» The request: List every line in the records below that contains the word "background", matching its case exactly.

Excerpts of pointing data
+-------+
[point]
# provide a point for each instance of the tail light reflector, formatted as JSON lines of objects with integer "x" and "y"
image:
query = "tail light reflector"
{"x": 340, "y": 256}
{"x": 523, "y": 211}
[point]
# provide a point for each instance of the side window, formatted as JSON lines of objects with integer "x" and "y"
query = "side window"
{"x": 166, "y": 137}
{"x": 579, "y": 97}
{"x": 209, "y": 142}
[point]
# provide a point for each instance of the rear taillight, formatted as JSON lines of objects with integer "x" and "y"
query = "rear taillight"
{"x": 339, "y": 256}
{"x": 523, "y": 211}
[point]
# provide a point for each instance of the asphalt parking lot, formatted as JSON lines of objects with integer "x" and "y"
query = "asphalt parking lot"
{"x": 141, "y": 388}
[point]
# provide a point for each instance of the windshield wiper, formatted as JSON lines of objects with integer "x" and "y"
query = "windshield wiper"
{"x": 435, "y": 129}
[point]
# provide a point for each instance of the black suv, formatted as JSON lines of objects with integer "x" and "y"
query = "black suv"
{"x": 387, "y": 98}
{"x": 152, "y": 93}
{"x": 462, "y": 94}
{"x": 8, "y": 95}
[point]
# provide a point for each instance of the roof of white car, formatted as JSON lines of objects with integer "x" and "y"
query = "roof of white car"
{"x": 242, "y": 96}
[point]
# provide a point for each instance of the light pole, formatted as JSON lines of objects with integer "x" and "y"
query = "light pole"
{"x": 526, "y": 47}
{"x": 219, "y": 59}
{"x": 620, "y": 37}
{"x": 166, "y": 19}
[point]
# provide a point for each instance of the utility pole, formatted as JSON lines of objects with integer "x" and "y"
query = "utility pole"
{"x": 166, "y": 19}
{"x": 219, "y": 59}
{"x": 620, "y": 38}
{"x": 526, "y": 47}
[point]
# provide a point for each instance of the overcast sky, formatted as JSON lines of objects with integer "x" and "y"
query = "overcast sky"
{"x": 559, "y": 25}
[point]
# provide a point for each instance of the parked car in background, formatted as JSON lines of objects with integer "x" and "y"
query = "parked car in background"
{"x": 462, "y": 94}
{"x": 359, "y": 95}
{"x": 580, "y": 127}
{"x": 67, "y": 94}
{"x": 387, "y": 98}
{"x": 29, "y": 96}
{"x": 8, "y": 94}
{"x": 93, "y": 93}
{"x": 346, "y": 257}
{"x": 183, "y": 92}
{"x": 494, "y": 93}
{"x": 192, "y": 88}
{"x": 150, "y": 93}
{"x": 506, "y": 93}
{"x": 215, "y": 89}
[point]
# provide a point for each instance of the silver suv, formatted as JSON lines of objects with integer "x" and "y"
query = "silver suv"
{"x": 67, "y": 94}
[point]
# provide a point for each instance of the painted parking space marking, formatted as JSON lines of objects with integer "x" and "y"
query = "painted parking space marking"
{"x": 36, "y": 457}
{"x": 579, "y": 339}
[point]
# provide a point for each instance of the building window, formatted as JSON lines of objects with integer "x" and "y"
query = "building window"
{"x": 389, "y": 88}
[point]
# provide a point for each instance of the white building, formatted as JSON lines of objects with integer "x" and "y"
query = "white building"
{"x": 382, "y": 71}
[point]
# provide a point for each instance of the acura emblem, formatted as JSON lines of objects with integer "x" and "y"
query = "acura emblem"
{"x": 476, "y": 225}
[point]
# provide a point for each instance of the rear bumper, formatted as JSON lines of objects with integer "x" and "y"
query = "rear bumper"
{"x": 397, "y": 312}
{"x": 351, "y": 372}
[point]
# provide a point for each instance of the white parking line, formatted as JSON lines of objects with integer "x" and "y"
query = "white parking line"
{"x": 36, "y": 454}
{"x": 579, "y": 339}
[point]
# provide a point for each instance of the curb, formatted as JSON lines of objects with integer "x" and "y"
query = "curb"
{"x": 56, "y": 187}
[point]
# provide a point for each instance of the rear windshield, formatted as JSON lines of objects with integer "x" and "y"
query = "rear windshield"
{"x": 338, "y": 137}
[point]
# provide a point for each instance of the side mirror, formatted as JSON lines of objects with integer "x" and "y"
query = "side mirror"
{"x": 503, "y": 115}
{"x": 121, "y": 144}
+-------+
» The output:
# provide a point for each instance of the parked car in background, formatted as JSON lines of objects with integer "x" and "y"
query = "parked car in background"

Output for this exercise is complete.